**EXCERPT:**
B is for Big Daddy

I found a link that goes to some Big Daddy songs, including all of Sgt. Pepper.

There was a music group called Big Daddy. Perhaps more than one group. The one I’m talking about had this particular shtick, which you can read about here and here, which was that, basically, the group allegedly toured Southeast Asia in 1959, got stuck there, and were finally rescued in 1983. They heard the modern music and hated it, and so decided to “fix” it by recording the newer songs in the ways familiar to them.

Charles Hill put together a nice discography. Pop culture writer Mark Evanier has been a booster of the group.

The first album, which I own on vinyl, was BIG DADDY, aka What Really Happened To The Band Of ’59 (1983), which featured:

I Write The Songs, the Barry Manilow song actually written by Bruce Johnston, “Evoking Danny and the Juniors”
Star Wars. “Duane Eddy sits in with the Ventures”
Whip It. The Devo song is “Truly a standing-on-the-corner song for once”
Hotel California. “The stranger in town [in this Eagles’ tune] seems to be Del Shannon.”
Eye Of The Tiger

Album #2 was MEANWHILE…BACK IN THE STATES (1985) and featured:

Dancing In The Dark (Springsteen).

**OBJECTIVE:**
Can you pick up the Big Daddy post after its last line and keep it going? The rows come from a separate source, unrelated to the Big Daddy post.

**DATASET ROWS:**
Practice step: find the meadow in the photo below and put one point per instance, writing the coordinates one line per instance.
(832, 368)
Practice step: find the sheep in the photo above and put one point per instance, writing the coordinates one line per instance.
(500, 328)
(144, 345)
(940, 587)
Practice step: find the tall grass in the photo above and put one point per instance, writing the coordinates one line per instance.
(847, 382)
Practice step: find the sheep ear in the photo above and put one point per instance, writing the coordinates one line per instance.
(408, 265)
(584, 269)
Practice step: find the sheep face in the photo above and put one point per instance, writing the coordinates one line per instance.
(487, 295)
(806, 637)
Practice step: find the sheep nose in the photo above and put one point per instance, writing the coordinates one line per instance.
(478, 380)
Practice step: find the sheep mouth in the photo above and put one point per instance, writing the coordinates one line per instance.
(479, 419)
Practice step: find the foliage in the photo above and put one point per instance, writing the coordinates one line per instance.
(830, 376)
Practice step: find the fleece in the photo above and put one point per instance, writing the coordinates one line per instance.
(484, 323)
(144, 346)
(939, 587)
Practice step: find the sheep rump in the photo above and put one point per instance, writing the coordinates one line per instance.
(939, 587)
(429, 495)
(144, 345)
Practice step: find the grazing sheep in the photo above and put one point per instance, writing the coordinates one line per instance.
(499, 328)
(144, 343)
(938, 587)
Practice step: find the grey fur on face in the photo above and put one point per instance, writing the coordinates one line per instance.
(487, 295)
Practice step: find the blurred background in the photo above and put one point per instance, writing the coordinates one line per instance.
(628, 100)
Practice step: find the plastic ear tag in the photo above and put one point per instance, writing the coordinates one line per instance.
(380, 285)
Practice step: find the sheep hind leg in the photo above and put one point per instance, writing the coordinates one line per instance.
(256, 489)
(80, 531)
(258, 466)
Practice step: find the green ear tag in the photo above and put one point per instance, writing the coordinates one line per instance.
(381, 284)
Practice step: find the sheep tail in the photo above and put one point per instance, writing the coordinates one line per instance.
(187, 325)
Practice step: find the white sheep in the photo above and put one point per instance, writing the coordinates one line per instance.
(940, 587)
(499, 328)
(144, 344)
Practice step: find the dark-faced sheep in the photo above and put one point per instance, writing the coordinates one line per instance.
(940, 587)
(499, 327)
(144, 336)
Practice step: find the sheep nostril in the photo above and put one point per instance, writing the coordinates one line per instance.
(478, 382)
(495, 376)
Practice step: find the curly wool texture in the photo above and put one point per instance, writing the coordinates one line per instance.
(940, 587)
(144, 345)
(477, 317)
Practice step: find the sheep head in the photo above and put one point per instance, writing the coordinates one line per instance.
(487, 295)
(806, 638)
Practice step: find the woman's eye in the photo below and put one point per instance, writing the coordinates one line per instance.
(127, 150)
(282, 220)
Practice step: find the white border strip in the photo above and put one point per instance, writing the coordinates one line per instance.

--

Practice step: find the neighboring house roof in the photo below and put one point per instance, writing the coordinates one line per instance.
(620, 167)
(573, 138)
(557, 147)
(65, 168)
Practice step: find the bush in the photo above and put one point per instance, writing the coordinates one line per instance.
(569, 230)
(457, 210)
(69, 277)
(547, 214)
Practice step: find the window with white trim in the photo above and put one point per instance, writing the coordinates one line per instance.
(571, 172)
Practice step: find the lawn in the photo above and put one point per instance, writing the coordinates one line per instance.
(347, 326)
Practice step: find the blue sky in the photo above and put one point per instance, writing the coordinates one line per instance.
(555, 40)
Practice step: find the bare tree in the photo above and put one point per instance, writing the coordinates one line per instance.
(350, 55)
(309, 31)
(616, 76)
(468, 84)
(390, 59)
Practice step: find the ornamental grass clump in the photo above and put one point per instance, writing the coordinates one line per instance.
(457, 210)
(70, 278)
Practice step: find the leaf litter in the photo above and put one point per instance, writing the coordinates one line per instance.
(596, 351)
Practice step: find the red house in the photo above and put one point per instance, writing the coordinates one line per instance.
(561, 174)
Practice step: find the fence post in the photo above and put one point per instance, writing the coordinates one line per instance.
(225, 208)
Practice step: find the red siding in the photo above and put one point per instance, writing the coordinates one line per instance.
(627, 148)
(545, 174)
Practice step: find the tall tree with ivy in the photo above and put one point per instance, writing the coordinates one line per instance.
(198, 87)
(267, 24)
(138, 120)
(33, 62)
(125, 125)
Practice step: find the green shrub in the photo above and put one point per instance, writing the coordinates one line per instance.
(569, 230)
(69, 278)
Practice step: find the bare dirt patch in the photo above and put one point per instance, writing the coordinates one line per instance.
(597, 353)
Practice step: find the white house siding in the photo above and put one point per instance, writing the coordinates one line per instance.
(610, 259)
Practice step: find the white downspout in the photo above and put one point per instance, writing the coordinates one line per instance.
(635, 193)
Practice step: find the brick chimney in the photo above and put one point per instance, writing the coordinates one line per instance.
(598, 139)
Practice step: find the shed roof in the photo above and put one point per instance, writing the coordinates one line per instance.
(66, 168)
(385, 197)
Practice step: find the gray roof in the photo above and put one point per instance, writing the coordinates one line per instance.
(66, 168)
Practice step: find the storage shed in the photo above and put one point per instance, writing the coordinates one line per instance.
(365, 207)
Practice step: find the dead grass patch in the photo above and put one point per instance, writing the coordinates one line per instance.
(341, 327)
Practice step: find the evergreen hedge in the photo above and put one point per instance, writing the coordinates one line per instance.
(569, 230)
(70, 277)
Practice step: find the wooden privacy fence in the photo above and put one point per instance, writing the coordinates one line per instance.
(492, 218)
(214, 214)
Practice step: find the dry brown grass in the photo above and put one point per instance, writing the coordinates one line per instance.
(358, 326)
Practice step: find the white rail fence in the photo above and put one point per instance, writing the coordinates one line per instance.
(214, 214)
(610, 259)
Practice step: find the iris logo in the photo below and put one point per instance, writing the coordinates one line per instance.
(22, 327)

**SOLVED PROBLEM:**
I Just Called To Say I Love You (Wonder)
Girls Just Wanna Have Fun – “The Duchess of Earl gets her say”

CUTTING THEIR OWN GROOVE (1991 CD), which is actually available for MP3 download on Amazon for $10; preview the 15 songs.

But my favorite is SGT. PEPPER’S, a 1992 CD that I own:

Sgt. Pepper’s Lonely Hearts Club Band – Chaz thinks it’s rooted in the Coasters’ Poison Ivy. It’s DEFINITELY the Coasters.
With A Little Help From My Friends – “Billy Shears unmasked as Johnny Mathis,” specifically Chances Are.
Lucy In The Sky With Diamonds – “Goodness, gracious, great tangerine dreams;” Jerry Lee Lewis’ Great Balls of Fire.
Getting Better – “At least as good as cherry pie”.
Fixing A Hole – Dion’s “The Wanderer, updated”.
She’s Leaving Home – “She’s so young, and we’re so old”.
Being For The Benefit Of Mr. Kite – “Last seen stopped at the top of a Ferris wheel” at Palisades Park.
Within You Without You – “On the whole, word jazz is preferable to sitars”; I can practically see the beatnik with his goatee and shades
When I’m Sixty-Four – “And playing dominoes for sixty minutes at a stretch”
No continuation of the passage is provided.